[[ Supplied material open ]]
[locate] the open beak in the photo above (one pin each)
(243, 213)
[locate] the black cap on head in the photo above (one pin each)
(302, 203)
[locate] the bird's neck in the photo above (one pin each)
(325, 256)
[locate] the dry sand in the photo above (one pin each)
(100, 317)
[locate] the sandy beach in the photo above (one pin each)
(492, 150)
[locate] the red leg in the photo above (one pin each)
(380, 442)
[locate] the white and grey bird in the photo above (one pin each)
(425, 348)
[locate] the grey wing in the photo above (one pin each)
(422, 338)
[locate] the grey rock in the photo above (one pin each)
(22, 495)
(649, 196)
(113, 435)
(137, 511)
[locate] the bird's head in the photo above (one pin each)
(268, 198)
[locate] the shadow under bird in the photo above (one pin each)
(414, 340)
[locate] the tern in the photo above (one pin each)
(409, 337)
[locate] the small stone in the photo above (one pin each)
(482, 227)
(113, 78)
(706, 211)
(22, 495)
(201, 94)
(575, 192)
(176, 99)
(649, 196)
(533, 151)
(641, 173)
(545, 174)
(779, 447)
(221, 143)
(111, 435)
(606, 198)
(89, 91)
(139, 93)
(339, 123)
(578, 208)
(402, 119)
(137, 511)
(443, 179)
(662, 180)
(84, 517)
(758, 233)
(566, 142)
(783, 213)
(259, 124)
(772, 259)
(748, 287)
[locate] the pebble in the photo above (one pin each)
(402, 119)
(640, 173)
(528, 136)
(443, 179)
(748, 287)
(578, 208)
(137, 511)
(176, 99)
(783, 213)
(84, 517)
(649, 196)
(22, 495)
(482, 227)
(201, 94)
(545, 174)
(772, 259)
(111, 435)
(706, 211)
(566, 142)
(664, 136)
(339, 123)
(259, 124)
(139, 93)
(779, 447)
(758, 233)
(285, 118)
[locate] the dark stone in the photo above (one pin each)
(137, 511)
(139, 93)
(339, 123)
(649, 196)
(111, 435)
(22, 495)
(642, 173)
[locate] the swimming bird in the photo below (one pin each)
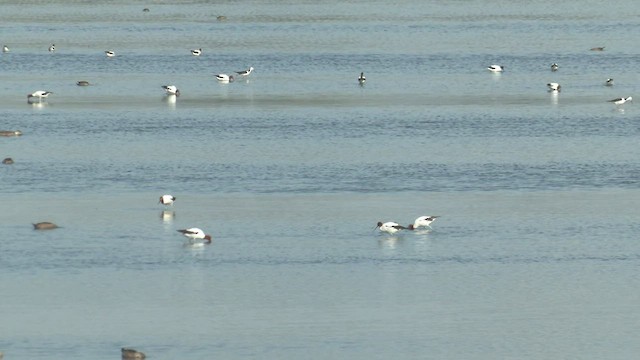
(224, 78)
(553, 86)
(171, 90)
(245, 72)
(389, 227)
(196, 234)
(621, 100)
(10, 133)
(45, 225)
(167, 199)
(423, 221)
(40, 94)
(131, 354)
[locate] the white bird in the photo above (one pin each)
(224, 78)
(40, 94)
(167, 199)
(621, 100)
(171, 90)
(196, 234)
(423, 221)
(245, 72)
(554, 86)
(389, 227)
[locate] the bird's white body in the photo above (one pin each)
(423, 221)
(621, 100)
(167, 199)
(245, 72)
(390, 227)
(171, 90)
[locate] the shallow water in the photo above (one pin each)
(289, 170)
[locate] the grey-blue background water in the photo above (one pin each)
(535, 255)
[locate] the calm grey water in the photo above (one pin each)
(535, 255)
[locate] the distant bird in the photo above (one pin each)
(389, 227)
(362, 79)
(40, 94)
(196, 234)
(131, 354)
(553, 86)
(423, 221)
(224, 78)
(171, 90)
(245, 72)
(10, 133)
(167, 199)
(45, 225)
(621, 100)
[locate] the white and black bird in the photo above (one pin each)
(196, 236)
(553, 86)
(167, 199)
(389, 227)
(245, 72)
(171, 90)
(362, 79)
(423, 221)
(621, 100)
(40, 94)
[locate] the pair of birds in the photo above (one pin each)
(391, 227)
(196, 236)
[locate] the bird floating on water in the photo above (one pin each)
(621, 100)
(362, 79)
(171, 90)
(389, 227)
[[ Supplied material closed ]]
What is being asked: Each entry should be copied exactly as written, though any pictures stay out.

Final answer:
[locate] the open beak in the photo above (one pin each)
(243, 213)
[locate] the black cap on head in the photo above (one pin each)
(302, 203)
[locate] the bird's neck in the photo above (one pin each)
(325, 256)
[locate] the dry sand in the photo above (one pin each)
(100, 317)
[locate] the sandy beach in the photo above (one pin each)
(492, 150)
[locate] the red leg in the photo above (one pin each)
(380, 442)
[locate] the white and grey bird in the photo above (one pin each)
(425, 348)
[locate] the grey wing in the photo above (one pin each)
(422, 338)
[locate] the grey rock in the photo above (one pin each)
(22, 495)
(649, 196)
(113, 435)
(137, 511)
[locate] the bird's head in the photo above (one pin each)
(268, 198)
[locate] the shadow under bird in the photo above (one pin each)
(414, 340)
[locate] the tern in the photo above (one pin each)
(409, 337)
[locate] the small stone in the photo above (one pin each)
(482, 227)
(113, 78)
(706, 211)
(22, 495)
(201, 94)
(575, 192)
(176, 99)
(649, 196)
(533, 151)
(641, 173)
(545, 174)
(779, 447)
(221, 143)
(111, 435)
(606, 198)
(89, 91)
(139, 93)
(339, 123)
(578, 208)
(402, 119)
(137, 511)
(443, 179)
(662, 180)
(84, 517)
(758, 233)
(566, 142)
(783, 213)
(259, 124)
(772, 259)
(748, 287)
[locate] the pebble in the photo above (one pin each)
(402, 119)
(640, 173)
(528, 136)
(443, 179)
(748, 287)
(578, 208)
(137, 511)
(176, 99)
(783, 213)
(84, 517)
(649, 196)
(22, 495)
(482, 227)
(201, 94)
(545, 174)
(772, 259)
(111, 435)
(706, 211)
(566, 142)
(664, 136)
(339, 123)
(259, 124)
(139, 93)
(779, 447)
(758, 233)
(285, 118)
[locate] the dark stone in the photo above (one pin each)
(137, 511)
(139, 93)
(339, 123)
(649, 196)
(111, 435)
(22, 495)
(642, 173)
[locate] the swimming bird in the photo below (one pin each)
(224, 78)
(553, 86)
(171, 90)
(245, 72)
(389, 227)
(196, 234)
(621, 100)
(10, 133)
(45, 225)
(167, 199)
(423, 221)
(40, 94)
(131, 354)
[locate] the white bird in the photo above (one pin each)
(224, 78)
(40, 94)
(167, 199)
(621, 100)
(171, 90)
(196, 234)
(423, 221)
(245, 72)
(554, 86)
(389, 227)
[locate] the bird's white body in the photo above (one pin each)
(423, 221)
(621, 100)
(167, 199)
(245, 72)
(390, 227)
(171, 90)
[locate] the shallow water in the photo above (one pin each)
(289, 170)
[locate] the grey-blue background water in the photo above (one pin each)
(535, 255)
[locate] the calm grey water in the photo above (one pin each)
(535, 255)
[locate] the distant bird in the photo above (one pin each)
(389, 227)
(362, 79)
(40, 94)
(196, 234)
(131, 354)
(553, 86)
(423, 221)
(224, 78)
(171, 90)
(245, 72)
(10, 133)
(167, 199)
(45, 225)
(621, 100)
[locate] the white and black bird in the photo above (one pin each)
(196, 236)
(553, 86)
(167, 199)
(389, 227)
(245, 72)
(171, 90)
(362, 79)
(423, 221)
(621, 100)
(40, 94)
[locate] the pair of birds in the photo above (one pin each)
(391, 227)
(196, 236)
[locate] the bird floating on water in the photo above (one pin each)
(621, 100)
(362, 79)
(171, 90)
(389, 227)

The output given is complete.